SUPPLIED ENTRIES —

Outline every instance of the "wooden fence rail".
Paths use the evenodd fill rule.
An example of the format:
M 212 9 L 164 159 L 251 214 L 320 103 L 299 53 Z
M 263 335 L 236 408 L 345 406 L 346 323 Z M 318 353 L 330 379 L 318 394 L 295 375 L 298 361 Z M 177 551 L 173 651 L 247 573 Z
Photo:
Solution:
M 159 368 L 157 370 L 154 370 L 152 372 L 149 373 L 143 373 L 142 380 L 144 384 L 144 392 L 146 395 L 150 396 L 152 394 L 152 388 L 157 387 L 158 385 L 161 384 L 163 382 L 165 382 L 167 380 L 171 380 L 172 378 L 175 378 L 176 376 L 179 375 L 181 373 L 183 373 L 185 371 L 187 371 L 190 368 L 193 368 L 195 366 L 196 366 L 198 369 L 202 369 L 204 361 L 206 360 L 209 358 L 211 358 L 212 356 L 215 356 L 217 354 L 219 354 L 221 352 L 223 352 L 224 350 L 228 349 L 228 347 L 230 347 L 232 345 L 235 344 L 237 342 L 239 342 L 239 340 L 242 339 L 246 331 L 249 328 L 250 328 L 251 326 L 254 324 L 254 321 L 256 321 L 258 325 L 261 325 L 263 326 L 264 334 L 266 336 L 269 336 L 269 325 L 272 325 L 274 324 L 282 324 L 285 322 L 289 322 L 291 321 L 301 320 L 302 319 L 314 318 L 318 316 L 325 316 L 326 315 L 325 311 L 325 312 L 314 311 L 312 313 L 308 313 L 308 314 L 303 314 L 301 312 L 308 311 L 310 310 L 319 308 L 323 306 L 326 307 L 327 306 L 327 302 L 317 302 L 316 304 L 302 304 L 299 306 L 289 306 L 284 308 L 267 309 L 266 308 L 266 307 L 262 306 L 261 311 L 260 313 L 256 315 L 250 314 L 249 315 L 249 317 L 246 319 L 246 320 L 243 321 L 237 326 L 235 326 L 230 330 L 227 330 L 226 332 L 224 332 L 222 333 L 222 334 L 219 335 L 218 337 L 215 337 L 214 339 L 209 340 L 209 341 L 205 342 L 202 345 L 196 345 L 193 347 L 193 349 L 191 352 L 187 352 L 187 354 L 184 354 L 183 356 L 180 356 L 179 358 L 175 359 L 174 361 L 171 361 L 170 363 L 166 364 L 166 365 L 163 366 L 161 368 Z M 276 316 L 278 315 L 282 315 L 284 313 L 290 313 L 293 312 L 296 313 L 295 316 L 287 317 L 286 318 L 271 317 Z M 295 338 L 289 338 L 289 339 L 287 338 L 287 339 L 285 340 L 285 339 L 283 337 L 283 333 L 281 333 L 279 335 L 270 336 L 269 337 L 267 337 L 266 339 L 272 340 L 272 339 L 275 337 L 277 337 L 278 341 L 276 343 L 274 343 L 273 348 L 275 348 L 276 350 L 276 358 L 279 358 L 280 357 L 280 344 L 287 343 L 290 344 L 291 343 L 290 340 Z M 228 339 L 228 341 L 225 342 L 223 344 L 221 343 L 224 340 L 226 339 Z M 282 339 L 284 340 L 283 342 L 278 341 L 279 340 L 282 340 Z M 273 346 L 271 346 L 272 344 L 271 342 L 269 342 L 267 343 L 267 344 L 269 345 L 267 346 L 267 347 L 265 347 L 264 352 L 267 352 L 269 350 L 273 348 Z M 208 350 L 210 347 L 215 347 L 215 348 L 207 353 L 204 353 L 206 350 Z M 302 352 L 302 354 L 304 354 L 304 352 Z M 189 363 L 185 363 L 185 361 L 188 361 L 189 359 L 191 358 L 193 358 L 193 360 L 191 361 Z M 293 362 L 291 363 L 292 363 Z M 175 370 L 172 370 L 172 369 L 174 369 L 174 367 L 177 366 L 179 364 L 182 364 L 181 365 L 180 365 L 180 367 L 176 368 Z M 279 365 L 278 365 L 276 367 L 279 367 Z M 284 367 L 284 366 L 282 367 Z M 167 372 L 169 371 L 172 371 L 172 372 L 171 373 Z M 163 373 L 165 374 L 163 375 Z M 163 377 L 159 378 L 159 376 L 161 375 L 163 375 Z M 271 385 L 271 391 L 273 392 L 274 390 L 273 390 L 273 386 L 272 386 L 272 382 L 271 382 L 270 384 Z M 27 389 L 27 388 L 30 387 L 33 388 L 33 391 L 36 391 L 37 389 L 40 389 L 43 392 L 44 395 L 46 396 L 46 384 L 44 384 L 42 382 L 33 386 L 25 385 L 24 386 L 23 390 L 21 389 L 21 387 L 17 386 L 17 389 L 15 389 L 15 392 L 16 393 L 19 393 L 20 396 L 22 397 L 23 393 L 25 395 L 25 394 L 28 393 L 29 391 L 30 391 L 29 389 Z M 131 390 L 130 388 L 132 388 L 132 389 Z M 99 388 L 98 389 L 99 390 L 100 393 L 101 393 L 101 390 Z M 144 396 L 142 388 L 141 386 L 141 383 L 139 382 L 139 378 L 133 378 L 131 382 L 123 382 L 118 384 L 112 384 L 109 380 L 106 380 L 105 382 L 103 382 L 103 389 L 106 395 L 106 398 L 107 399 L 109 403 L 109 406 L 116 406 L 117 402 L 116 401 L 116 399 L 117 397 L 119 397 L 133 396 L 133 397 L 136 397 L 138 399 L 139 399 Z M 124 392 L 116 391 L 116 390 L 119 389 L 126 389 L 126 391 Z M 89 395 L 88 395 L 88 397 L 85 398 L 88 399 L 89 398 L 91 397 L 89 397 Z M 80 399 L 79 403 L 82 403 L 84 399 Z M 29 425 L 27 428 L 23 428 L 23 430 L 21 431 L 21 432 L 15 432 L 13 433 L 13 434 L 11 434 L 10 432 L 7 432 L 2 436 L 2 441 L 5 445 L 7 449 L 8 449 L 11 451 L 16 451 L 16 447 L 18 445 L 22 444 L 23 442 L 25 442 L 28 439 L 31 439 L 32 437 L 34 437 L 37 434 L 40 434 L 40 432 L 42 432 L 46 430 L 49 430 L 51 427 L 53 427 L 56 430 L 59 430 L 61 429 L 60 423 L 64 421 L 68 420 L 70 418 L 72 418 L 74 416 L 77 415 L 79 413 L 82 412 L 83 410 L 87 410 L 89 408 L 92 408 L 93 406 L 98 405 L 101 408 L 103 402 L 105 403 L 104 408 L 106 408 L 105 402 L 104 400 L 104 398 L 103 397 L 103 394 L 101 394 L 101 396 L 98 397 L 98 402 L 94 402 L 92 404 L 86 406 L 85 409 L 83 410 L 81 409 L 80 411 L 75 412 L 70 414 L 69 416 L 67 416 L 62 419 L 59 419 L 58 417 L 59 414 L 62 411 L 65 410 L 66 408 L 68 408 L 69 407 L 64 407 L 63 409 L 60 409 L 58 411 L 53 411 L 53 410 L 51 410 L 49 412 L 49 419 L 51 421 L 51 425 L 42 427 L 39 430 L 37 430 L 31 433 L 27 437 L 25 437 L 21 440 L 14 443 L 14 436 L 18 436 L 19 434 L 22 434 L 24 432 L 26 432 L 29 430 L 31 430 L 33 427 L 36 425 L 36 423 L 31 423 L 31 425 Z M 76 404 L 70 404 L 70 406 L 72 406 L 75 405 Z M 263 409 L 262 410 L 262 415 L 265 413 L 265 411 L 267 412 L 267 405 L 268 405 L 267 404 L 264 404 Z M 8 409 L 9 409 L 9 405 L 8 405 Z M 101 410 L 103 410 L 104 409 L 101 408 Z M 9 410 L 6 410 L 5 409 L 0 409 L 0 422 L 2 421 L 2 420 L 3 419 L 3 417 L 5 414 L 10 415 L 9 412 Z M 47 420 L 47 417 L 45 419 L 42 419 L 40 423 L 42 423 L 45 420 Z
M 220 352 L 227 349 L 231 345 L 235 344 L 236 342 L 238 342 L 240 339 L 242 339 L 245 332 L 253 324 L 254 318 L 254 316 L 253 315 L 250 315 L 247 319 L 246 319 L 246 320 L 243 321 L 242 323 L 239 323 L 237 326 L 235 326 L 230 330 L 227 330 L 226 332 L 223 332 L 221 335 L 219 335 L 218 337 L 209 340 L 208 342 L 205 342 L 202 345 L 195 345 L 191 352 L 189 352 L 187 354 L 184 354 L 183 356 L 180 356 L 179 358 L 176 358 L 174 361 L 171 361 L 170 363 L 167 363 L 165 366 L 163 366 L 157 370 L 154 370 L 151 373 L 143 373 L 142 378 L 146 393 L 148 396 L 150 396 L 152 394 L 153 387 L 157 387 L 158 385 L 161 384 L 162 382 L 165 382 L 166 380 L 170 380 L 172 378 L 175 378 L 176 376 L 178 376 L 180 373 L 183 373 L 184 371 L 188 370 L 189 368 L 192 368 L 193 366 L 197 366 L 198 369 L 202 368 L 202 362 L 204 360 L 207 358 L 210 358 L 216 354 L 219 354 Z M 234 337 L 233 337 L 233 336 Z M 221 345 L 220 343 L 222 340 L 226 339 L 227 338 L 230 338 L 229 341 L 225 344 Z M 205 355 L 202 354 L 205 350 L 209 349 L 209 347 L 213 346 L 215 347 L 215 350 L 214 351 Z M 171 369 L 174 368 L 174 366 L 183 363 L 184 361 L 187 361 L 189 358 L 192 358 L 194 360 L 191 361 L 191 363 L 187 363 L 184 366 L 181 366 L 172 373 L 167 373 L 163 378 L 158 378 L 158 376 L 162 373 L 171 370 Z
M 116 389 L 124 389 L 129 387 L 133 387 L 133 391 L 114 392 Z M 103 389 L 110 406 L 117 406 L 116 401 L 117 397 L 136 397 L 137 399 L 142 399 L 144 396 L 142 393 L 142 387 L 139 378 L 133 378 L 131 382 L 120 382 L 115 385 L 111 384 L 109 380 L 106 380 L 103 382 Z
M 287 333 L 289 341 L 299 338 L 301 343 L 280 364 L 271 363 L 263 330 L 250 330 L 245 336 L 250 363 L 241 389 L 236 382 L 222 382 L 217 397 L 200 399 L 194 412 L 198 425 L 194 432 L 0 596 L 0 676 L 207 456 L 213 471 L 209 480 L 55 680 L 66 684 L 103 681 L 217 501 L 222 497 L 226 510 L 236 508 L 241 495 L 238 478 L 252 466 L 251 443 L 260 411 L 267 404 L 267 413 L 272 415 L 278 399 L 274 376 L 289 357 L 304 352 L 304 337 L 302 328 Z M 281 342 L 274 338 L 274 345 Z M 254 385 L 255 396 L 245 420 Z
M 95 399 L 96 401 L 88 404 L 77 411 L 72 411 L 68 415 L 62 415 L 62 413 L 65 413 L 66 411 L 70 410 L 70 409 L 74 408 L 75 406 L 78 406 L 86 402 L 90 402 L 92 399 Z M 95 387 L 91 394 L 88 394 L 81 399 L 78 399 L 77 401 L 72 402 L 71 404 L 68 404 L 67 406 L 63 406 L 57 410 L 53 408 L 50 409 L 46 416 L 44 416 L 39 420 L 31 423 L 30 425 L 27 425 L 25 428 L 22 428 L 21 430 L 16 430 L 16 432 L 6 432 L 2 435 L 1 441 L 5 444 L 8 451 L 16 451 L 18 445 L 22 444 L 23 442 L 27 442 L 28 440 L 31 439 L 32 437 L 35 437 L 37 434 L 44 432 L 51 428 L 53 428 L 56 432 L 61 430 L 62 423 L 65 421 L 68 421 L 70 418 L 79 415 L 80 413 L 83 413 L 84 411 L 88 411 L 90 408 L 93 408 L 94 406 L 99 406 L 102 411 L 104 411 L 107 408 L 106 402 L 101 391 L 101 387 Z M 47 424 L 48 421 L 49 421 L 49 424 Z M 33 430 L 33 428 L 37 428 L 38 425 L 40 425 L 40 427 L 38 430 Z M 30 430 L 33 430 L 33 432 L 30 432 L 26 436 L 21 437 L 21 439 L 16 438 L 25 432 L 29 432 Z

YOUR GOAL — Pull out each line of the records above that contains the word "rail", and copy those lines unchanged.

REPLY —
Outline every instance of the "wooden fence rail".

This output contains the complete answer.